**Record excerpts**

╭──

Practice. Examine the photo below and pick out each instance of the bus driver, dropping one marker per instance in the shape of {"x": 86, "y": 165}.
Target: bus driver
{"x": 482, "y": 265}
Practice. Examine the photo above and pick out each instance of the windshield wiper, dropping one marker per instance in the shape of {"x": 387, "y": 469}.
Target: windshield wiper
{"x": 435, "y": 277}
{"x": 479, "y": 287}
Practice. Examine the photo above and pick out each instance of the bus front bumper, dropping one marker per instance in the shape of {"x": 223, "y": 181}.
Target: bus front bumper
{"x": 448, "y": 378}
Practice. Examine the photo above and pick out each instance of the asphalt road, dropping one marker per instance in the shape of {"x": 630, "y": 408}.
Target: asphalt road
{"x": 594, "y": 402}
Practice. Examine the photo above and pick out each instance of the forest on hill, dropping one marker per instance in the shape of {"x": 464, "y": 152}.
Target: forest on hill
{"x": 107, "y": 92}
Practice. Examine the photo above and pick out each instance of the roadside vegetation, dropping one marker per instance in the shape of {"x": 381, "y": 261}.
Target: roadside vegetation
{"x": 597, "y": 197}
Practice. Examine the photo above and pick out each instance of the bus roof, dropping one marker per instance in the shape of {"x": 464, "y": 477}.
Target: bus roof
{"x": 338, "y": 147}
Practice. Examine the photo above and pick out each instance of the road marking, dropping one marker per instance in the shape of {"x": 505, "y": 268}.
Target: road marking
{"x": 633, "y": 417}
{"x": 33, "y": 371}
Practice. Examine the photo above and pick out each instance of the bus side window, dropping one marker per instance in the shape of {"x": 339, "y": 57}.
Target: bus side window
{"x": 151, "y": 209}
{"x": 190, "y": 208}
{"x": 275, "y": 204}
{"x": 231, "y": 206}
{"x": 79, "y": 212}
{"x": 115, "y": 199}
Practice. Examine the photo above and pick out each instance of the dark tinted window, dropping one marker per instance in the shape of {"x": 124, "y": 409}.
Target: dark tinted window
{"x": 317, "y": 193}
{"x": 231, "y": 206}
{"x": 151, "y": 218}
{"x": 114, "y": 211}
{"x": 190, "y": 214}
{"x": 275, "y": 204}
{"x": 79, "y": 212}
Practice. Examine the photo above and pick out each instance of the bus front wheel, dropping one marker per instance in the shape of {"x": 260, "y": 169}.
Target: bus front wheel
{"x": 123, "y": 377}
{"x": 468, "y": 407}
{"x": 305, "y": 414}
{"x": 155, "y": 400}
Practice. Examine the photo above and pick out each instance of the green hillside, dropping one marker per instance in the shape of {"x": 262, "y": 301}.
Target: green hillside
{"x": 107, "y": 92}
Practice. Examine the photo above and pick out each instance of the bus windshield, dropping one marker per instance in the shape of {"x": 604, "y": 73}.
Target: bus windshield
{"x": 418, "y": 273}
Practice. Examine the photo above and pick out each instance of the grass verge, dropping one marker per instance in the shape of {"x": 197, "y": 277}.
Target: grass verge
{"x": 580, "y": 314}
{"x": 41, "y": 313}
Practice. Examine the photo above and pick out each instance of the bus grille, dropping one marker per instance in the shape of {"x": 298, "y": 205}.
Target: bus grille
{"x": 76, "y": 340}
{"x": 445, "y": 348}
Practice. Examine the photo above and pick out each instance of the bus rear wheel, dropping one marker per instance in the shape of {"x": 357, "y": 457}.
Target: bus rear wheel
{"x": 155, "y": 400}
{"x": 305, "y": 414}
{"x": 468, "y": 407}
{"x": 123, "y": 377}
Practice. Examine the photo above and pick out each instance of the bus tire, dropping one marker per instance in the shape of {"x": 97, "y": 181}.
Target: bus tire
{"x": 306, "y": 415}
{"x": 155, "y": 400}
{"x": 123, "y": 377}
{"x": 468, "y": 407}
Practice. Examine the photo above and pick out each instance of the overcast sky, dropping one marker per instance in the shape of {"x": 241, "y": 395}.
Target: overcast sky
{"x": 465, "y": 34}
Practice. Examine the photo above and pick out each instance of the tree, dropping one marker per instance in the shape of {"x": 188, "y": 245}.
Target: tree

╰──

**What you have to do**
Write out the whole listing again. Match it word for word.

**Task answer**
Practice. Examine the photo below and pick out each instance of the bus driver, dropping one marker per instance in the shape of {"x": 86, "y": 165}.
Target: bus driver
{"x": 482, "y": 265}
Practice. Examine the photo above and pick out each instance of the windshield wiper, dropping one marker per instance in the shape of {"x": 387, "y": 469}.
Target: windshield wiper
{"x": 435, "y": 277}
{"x": 479, "y": 287}
Practice. Examine the photo above and pick out each instance of the bus front bumper, dropping one marker per instance in the shape of {"x": 223, "y": 181}.
Target: bus front bumper
{"x": 448, "y": 378}
Practice. Examine the photo above and pick out each instance of the asphalt road, dropping one marker per instance in the shape of {"x": 630, "y": 408}.
Target: asphalt road
{"x": 594, "y": 402}
Practice. Examine the photo above and pick out each instance of the forest on hill, dropping one marker per instance in the shape of {"x": 464, "y": 152}.
Target: forest on hill
{"x": 107, "y": 92}
Practice. Examine the photo above and pick out each instance of the roadside vegetation, dropping one marker per instance in the shape of {"x": 381, "y": 261}.
Target: roadside vegetation
{"x": 597, "y": 197}
Practice. Examine the photo above and pick out each instance of the bus roof, dropping one marker per instance in the shape of {"x": 464, "y": 477}.
Target: bus roof
{"x": 338, "y": 147}
Practice. Examine the photo above and pick out each instance of the road marking, dropping one marker per instance in the shape of {"x": 505, "y": 268}.
Target: road marking
{"x": 633, "y": 417}
{"x": 33, "y": 371}
Practice. Examine the photo above and pick out each instance of the bus side window, dropping one marker per instance in the shape of {"x": 339, "y": 57}.
Target: bus side window
{"x": 151, "y": 209}
{"x": 190, "y": 208}
{"x": 275, "y": 204}
{"x": 231, "y": 206}
{"x": 79, "y": 212}
{"x": 115, "y": 199}
Practice. Examine the photo above and pick out each instance of the dark tinted window, dropping one marker per instance in the shape of {"x": 124, "y": 409}.
Target: dark tinted window
{"x": 317, "y": 193}
{"x": 231, "y": 206}
{"x": 151, "y": 218}
{"x": 114, "y": 211}
{"x": 190, "y": 214}
{"x": 275, "y": 204}
{"x": 79, "y": 212}
Practice. Examine the photo above and pick out each instance of the bus front wheel, dropping one marker per instance in the shape of {"x": 260, "y": 169}.
Target: bus front wheel
{"x": 123, "y": 377}
{"x": 468, "y": 407}
{"x": 305, "y": 414}
{"x": 155, "y": 400}
Practice. Examine the photo above and pick out each instance of the green hillside, dropping one marker per instance in the shape of {"x": 262, "y": 301}.
Target: green hillside
{"x": 107, "y": 92}
Practice. Examine the photo above and pick out each instance of the bus windshield, dropping one marker per instance in the shape of {"x": 604, "y": 73}.
Target: bus windshield
{"x": 418, "y": 273}
Practice. Examine the photo above and pick out each instance of the grass verge, dropping one marker per instance in the shape of {"x": 197, "y": 277}.
Target: grass verge
{"x": 580, "y": 314}
{"x": 41, "y": 313}
Practice. Examine the photo above and pick out each instance of the bus grille, dropping one marker per instance in the shape of {"x": 298, "y": 205}.
Target: bus grille
{"x": 76, "y": 340}
{"x": 445, "y": 348}
Practice. Examine the photo above and pick out each instance of the bus rear wheel, dropping one marker per instance in the shape of {"x": 357, "y": 457}.
Target: bus rear wheel
{"x": 155, "y": 400}
{"x": 305, "y": 414}
{"x": 468, "y": 407}
{"x": 123, "y": 377}
Practice. Examine the photo above and pick out each instance of the bus tire, dropping one marker per instance in the shape of {"x": 97, "y": 181}.
Target: bus tire
{"x": 306, "y": 415}
{"x": 155, "y": 400}
{"x": 123, "y": 377}
{"x": 468, "y": 407}
Practice. Examine the photo above and pick out each instance of the overcast sky, dropping one marker per instance in the shape of {"x": 241, "y": 395}.
Target: overcast sky
{"x": 465, "y": 34}
Practice. Examine the photo above and pick out each instance of the tree, dropping one marker per instance in the shape of {"x": 188, "y": 245}.
Target: tree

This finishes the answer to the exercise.